▶ _Stated task_
Reproduce every one of the records below word for word, leaving out the pictures.
** START Dataset records **
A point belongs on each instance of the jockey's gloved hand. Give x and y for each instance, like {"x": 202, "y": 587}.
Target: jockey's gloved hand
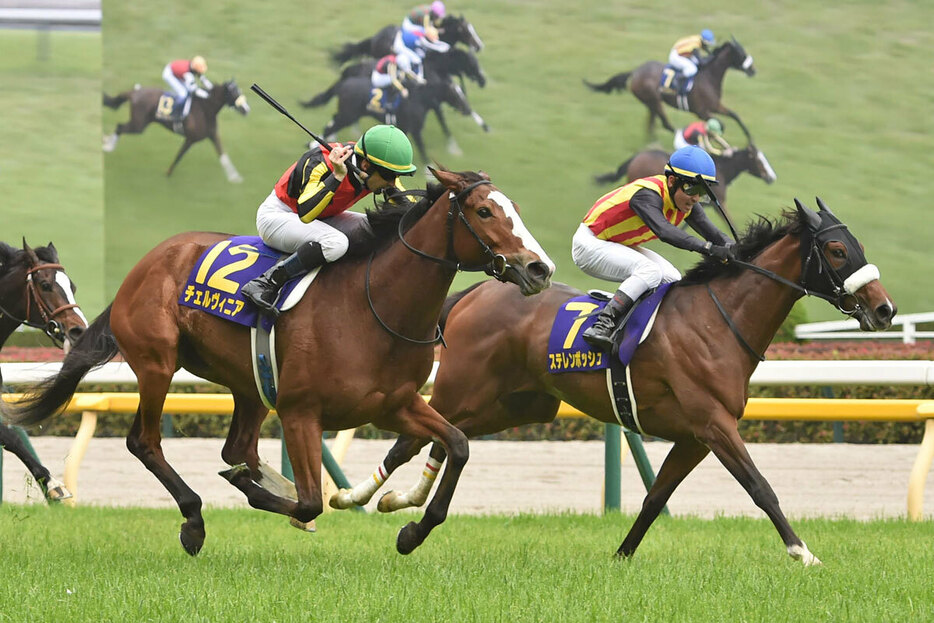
{"x": 722, "y": 251}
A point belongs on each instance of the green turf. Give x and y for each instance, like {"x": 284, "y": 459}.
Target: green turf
** END Dataset records **
▶ _Output_
A point belongs on each instance of the jockey's gloved hand. Give x and y for each instance, like {"x": 202, "y": 587}.
Target: jockey's gloved hand
{"x": 722, "y": 251}
A point belongs on each instance of the green turf. Give x and y for each instance, like {"x": 284, "y": 459}.
Target: green turf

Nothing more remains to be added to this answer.